# START OF RAW RECORDS

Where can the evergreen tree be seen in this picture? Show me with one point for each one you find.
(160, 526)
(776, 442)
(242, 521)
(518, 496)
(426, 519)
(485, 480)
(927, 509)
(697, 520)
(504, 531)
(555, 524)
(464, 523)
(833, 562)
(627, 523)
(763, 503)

# END OF RAW RECORDS

TASK INSTRUCTIONS. Rewrite the data with "evergreen tree" changed to "pine tree" and everything else left unchanged.

EXERCISE RESULT.
Where can the pine tree be seen in this picture? Show me with one point for each one you find.
(160, 526)
(776, 442)
(242, 521)
(518, 496)
(426, 519)
(485, 480)
(927, 509)
(697, 520)
(504, 531)
(555, 524)
(464, 523)
(833, 562)
(627, 523)
(763, 503)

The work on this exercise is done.